++++ Source material

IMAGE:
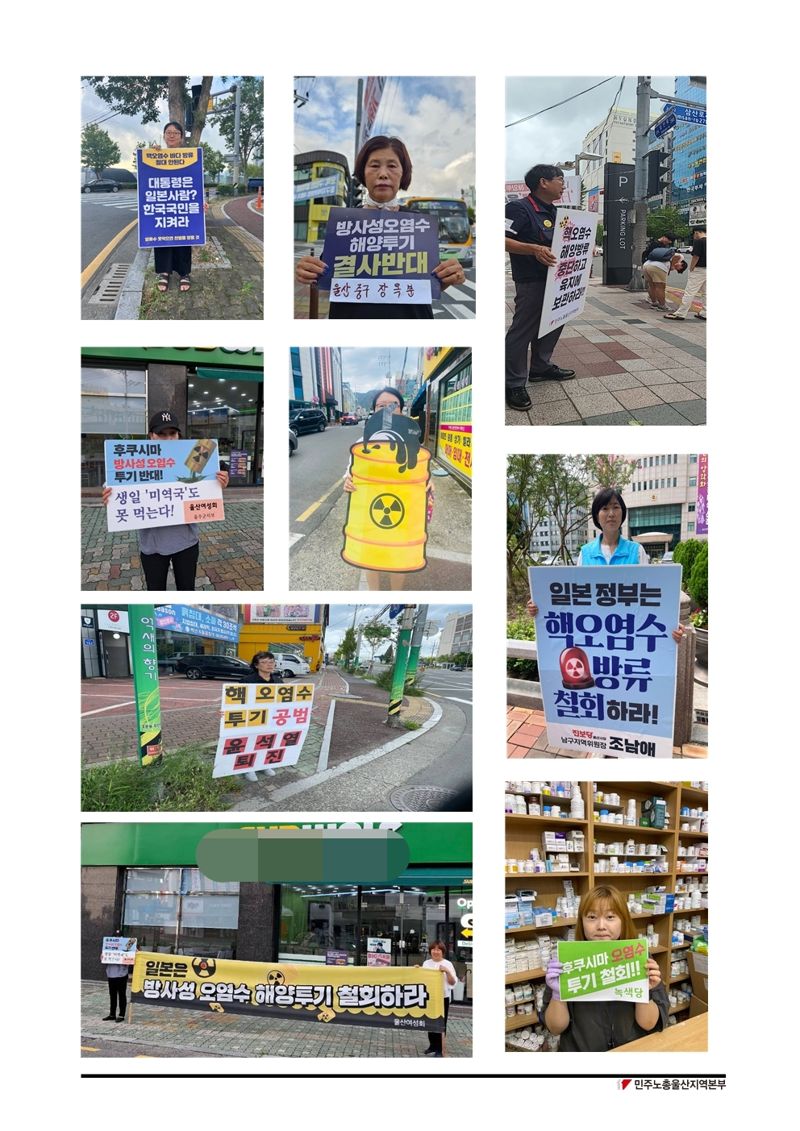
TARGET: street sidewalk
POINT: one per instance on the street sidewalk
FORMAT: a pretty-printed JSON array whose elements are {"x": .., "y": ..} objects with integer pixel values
[
  {"x": 231, "y": 552},
  {"x": 192, "y": 1032},
  {"x": 226, "y": 278},
  {"x": 316, "y": 561},
  {"x": 631, "y": 365}
]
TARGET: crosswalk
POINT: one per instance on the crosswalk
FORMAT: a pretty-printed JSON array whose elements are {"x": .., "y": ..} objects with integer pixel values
[{"x": 457, "y": 301}]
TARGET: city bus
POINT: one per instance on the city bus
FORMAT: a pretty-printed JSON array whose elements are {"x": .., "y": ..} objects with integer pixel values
[{"x": 455, "y": 232}]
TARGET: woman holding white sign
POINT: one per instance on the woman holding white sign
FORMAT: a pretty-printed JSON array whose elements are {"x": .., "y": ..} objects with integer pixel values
[
  {"x": 598, "y": 1026},
  {"x": 384, "y": 166},
  {"x": 609, "y": 547}
]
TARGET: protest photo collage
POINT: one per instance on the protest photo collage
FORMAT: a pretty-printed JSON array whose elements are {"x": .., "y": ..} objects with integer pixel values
[{"x": 299, "y": 822}]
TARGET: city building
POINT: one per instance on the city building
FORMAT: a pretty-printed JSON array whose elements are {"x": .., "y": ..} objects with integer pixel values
[
  {"x": 545, "y": 542},
  {"x": 143, "y": 880},
  {"x": 311, "y": 215},
  {"x": 444, "y": 408},
  {"x": 688, "y": 189},
  {"x": 667, "y": 495},
  {"x": 315, "y": 379},
  {"x": 215, "y": 393},
  {"x": 456, "y": 635},
  {"x": 208, "y": 630}
]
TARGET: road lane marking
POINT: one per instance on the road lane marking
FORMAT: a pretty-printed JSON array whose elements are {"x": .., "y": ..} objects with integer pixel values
[
  {"x": 102, "y": 256},
  {"x": 310, "y": 510}
]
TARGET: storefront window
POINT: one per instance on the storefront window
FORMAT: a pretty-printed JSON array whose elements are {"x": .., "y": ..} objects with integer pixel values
[{"x": 178, "y": 911}]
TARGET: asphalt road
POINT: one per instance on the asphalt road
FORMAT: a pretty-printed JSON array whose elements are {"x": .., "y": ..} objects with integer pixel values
[
  {"x": 316, "y": 473},
  {"x": 102, "y": 216}
]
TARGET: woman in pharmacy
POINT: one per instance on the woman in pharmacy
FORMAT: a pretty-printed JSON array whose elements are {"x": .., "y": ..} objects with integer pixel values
[
  {"x": 596, "y": 1026},
  {"x": 438, "y": 961},
  {"x": 609, "y": 547},
  {"x": 384, "y": 166}
]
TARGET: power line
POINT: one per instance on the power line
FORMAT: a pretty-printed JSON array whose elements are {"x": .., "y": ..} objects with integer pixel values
[{"x": 562, "y": 103}]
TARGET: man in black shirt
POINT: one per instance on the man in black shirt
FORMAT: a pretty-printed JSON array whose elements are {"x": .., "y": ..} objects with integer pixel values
[
  {"x": 696, "y": 282},
  {"x": 530, "y": 229}
]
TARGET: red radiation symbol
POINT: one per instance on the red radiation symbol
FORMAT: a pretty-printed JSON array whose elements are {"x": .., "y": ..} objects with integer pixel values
[{"x": 575, "y": 670}]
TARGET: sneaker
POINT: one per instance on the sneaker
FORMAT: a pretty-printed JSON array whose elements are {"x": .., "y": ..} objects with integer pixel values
[
  {"x": 553, "y": 373},
  {"x": 518, "y": 398}
]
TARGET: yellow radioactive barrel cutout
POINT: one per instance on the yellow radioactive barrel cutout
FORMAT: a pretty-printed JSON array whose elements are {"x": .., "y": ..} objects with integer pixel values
[{"x": 387, "y": 514}]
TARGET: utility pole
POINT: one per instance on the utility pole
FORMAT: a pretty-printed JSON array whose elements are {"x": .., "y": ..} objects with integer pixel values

++++++++

» **Exercise instructions**
Set down all of the entries exactly as they stand, without any image.

» **Solution**
IMAGE:
TARGET: street sidewalk
POINT: one per instance on the street sidewalk
FORMAT: a pretty-printed JSON array whose elements are {"x": .., "y": ..} objects with integer pixel values
[
  {"x": 231, "y": 552},
  {"x": 192, "y": 1032},
  {"x": 226, "y": 278},
  {"x": 316, "y": 561},
  {"x": 631, "y": 365}
]
TARGET: crosswalk
POINT: one per instance on the crosswalk
FORMAT: a pretty-printed JSON array whose elements are {"x": .., "y": ..} objects with integer pixel values
[{"x": 457, "y": 301}]
TARGET: city bus
POINT: one per instance on the city bus
FORMAT: a pretty-printed JSON array whose elements are {"x": .., "y": ..} objects with integer pixel values
[{"x": 455, "y": 232}]
TARGET: woman holding white sign
POINT: one per instance on the woman holding white sign
FORMAT: a pretty-printed JSON array whose elements are {"x": .., "y": ..} objects with integer pixel values
[
  {"x": 598, "y": 1026},
  {"x": 384, "y": 166},
  {"x": 609, "y": 547}
]
TARGET: protest photo collage
POINT: one per instance on the protest photo collage
FORMAT: a pretty-printed JSON array whose elements are {"x": .., "y": ..} objects with integer pixel values
[{"x": 299, "y": 822}]
TARGET: city building
POINT: one per instance on the city building
FORMAT: a pretty-printed JSON array whose elements are {"x": .., "y": ..} objects with integer pixel values
[
  {"x": 545, "y": 542},
  {"x": 143, "y": 880},
  {"x": 311, "y": 215},
  {"x": 444, "y": 408},
  {"x": 688, "y": 189},
  {"x": 667, "y": 495},
  {"x": 315, "y": 379},
  {"x": 215, "y": 393},
  {"x": 456, "y": 635},
  {"x": 208, "y": 630}
]
TARGET: road lane marking
POINT: one per instance on the road lane marking
FORMAT: a pretty-printed JSON array whose elements are {"x": .., "y": ..} objects with integer pixel values
[
  {"x": 102, "y": 256},
  {"x": 310, "y": 510}
]
TARGET: storefront window
POINT: one per instance on the storefront window
FORMAT: a pretty-printed JSON array whose elements are {"x": .., "y": ..} objects with integer pixel values
[{"x": 178, "y": 911}]
TARGET: asphalt road
POINT: one per instance on the asphalt road
FORMAT: a pretty-printed JSON array whose elements are {"x": .., "y": ..} objects with integer pixel values
[
  {"x": 316, "y": 473},
  {"x": 102, "y": 216}
]
TARGET: woman in pharmacy
POINT: one per instance on the woman in pharmacy
FORMAT: a pretty-printed JSON array whose elements are {"x": .., "y": ..} objects with integer pixel values
[
  {"x": 596, "y": 1026},
  {"x": 438, "y": 961},
  {"x": 609, "y": 547},
  {"x": 384, "y": 166}
]
TARGET: power line
POINT: one per instance on the power line
FORMAT: a pretty-printed JSON array whose elements are {"x": .., "y": ..} objects with integer pixel values
[{"x": 562, "y": 103}]
TARGET: man in black shirt
POINT: one per instance on the man in black shirt
FORMAT: a pretty-printed JSON array whose elements are {"x": .., "y": ..} objects with integer pixel values
[
  {"x": 696, "y": 282},
  {"x": 530, "y": 229}
]
TARGET: red radiation symbol
POINT: one per instance on the red radiation symbol
FORMAT: a pretty-printed JSON array whose elements are {"x": .., "y": ..} objects with integer pixel values
[{"x": 575, "y": 670}]
TARGET: sneaker
POINT: one per instance on the sneaker
FORMAT: a pretty-printed JSON array whose elements are {"x": .., "y": ..} objects with integer pixel values
[
  {"x": 553, "y": 373},
  {"x": 518, "y": 398}
]
TARGET: yellow radioactive barrel cutout
POINT: one per instance on the yellow radioactive barrel cutout
FORMAT: a pretty-printed JSON array whose elements are {"x": .., "y": ..} objects with integer pixel values
[{"x": 387, "y": 514}]
TARGET: utility pole
POINT: one per instance on the utility pole
FORMAT: a pretty-printed JSON array whose elements are {"x": .., "y": ..} objects with integer pixel values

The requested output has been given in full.